_PROBLEM SET_
1. According to the Brigid story, why did people start throwing coins into wells?
2. Pick up the Brigid story after its final sentence and carry it forward.

_TEXT_
Daughter of the Daghda and the Morrigan the Goddess Brigid was born on the 1st day of February which became her sacred day of Imbolg. She was born with flames around her forehead just as the sun came over the horizon. Now the Morrigan not being the most nurturing of goddesses, the infant Brigid was suckled by another worldly cow, white, with red ears and grew up in the other world tending to an apple orchard whose bees moved between this world and the other world. Brigid loved learning, knowledge and inspiration and she set up a school of sorts in Kildare where she tended to a sacred grove. Her followers were instructed for ten years and she taught them how to gather healing herbs and tend to livestock, how to forge iron into tools. They would spend thirty years in service to her, the first ten years in learning, the second ten years in tending to her sacred grove and working and the final ten years in teaching.
There was an ancient oak tree in her grove in Kildare as well as a healing well and a sacred flame. Nineteen of her followers, all women, tended this flame. Each one had to watch over it for a day not letting it go out and on the 20th day, Brigid herself would tend to this everlasting flame. She was said to reward any offering to her so people started the custom of throwing coins into wells to honour her. She lit the fire of inspiration in the hearts of poets and musicians and is said to have been married to Senchán Torpéist, the author of the Tain Bo Cuainge.
One day two lepers came to her for healing and she told them to bathe each other in her sacred well until their sores were gone. The first leper bathed his companion faithfully and the sores fell away from his skin until he was completely healed. But when the healed man looked at his fellow, he felt such revulsion that he could not bring himself to touch the other even to bathe him. When Brigid found out that he hadn’t held up his end of the bargain, she was furious and she struck him down with leprosy again. She then wrapped the other leper in her mantle and his disease was gone from him in an instant.

Region pointing data
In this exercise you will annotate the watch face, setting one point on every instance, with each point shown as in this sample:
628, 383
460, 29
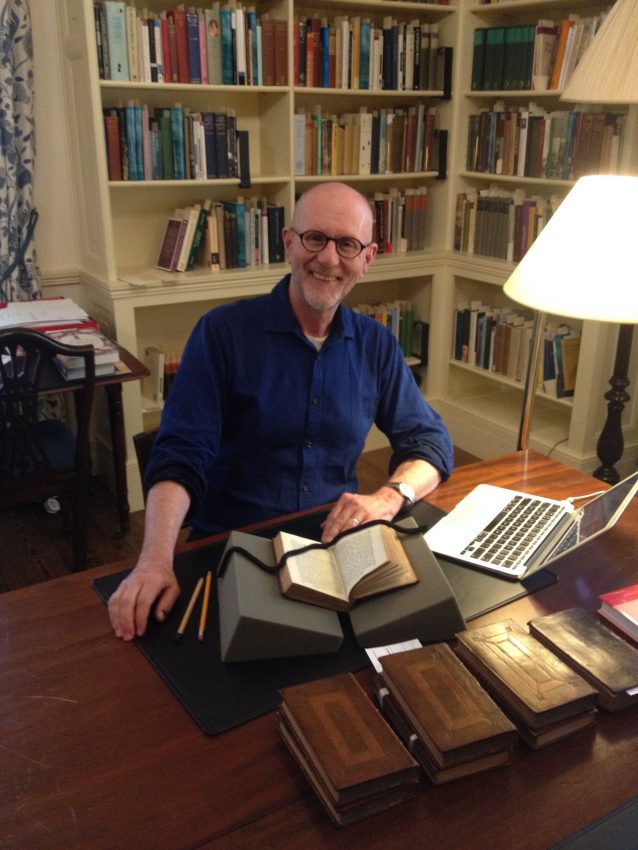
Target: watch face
407, 492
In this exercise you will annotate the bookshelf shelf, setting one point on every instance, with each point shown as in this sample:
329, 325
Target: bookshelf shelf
549, 182
508, 382
545, 7
393, 177
434, 11
366, 94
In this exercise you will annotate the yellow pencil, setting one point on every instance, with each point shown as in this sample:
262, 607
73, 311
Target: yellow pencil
204, 614
189, 610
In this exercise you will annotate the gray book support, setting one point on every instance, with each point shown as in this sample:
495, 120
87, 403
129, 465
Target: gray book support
257, 622
427, 610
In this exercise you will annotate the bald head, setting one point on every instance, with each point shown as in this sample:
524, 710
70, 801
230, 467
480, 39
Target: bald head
335, 202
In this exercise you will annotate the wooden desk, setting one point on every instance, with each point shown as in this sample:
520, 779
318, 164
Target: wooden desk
55, 383
95, 752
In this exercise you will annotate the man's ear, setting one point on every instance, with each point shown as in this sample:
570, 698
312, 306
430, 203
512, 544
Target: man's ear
369, 254
286, 235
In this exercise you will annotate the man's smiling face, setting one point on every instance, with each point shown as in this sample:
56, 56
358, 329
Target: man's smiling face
321, 281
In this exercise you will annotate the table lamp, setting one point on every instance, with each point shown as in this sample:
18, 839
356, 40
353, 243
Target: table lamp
584, 262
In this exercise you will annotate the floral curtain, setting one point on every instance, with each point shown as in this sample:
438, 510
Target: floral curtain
18, 272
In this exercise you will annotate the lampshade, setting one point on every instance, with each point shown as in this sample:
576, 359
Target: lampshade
584, 263
608, 71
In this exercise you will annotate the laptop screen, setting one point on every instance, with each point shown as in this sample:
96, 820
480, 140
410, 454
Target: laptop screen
596, 516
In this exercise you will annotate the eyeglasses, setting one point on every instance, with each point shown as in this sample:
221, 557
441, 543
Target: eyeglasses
315, 241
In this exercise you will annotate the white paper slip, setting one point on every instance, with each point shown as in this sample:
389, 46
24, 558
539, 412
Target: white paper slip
376, 652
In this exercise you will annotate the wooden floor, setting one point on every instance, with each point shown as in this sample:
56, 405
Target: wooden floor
34, 548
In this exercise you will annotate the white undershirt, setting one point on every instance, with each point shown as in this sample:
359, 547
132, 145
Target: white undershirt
317, 341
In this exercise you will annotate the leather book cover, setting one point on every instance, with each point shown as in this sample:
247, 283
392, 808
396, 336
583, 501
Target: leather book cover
346, 739
604, 659
535, 685
343, 814
538, 738
436, 774
448, 709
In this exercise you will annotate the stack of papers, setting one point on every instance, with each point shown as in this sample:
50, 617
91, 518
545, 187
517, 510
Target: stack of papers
48, 311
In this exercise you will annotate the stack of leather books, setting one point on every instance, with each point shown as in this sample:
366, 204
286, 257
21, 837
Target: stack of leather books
446, 719
605, 660
545, 698
355, 763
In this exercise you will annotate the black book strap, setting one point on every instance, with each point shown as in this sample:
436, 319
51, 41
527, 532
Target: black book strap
400, 529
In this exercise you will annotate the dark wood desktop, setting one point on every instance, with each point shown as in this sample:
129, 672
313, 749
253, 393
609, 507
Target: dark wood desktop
112, 385
96, 752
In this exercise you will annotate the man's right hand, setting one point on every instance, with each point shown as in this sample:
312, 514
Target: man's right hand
153, 579
130, 605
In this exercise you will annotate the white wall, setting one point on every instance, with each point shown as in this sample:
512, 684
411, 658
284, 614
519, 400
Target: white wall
56, 237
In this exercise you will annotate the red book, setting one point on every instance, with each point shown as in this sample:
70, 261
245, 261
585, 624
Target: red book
166, 50
181, 43
281, 51
620, 607
268, 50
113, 153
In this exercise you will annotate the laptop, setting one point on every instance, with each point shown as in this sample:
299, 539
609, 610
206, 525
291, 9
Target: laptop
512, 534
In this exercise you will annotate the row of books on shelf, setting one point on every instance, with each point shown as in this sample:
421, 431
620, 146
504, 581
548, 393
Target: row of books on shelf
173, 143
419, 731
532, 142
382, 141
226, 44
399, 220
498, 339
162, 367
399, 316
498, 223
219, 235
357, 53
536, 56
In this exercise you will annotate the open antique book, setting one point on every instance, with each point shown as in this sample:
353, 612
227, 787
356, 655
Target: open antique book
364, 563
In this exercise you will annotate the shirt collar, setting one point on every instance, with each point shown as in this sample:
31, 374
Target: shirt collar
280, 317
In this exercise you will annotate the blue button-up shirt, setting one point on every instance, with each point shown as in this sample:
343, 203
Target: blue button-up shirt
258, 423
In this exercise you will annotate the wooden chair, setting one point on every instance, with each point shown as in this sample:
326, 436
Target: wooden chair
143, 443
43, 458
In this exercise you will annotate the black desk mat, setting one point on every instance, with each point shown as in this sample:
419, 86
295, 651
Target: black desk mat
219, 696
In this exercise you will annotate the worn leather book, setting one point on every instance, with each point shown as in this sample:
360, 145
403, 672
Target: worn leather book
355, 566
349, 751
451, 714
526, 678
604, 659
537, 738
343, 814
436, 774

_SET OF ANSWERS_
1. Brigid was said to reward any offering made to her, so people began throwing coins into wells to honor her.

2.
She was said to have consorted with Breas, the handsome young king whose misrule lead to the second battle of Moytura. They had a son together called Ruadhan who grew up to be a great warrior and fought with his father’s Formorians against his mother’s people in the battle. Ruadhan tried to kill his uncle, Gobniu, the Smyth, but the craftsman struck a blow against Ruadhan who died instead. When her son fell, Brigid made the first keening over his body, the sound was so loud and so sorrowful that it took the battle fury out of all that were still fighting and they lay down their arms at the sound of it.
Brigid was worshipped as the Goddess of Leinster and invoked by Leinster men when they went into Battle. She was especially invoked by midwives, being associated with women, healing and childbirth. Her healing cloak could expand in size as needed and she could spread it all over Ireland in times of need. She was said to spread her cloak over Ireland at her festival day of Imbolg on the 1st February to usher in the change of seasons and turn winter into spring. Solar crosses with four arms equal in length were woven on Imbolg to honour Brigid’s role in changing the four seasons and were kept in people’s houses to invoke the goddess’s protection. The first dew of the morning fell from her cloak on that day and any rag left out to catch it would be infused with Brigid’s healing and could be laid on a sick person for the curing of sore throats and other ailments.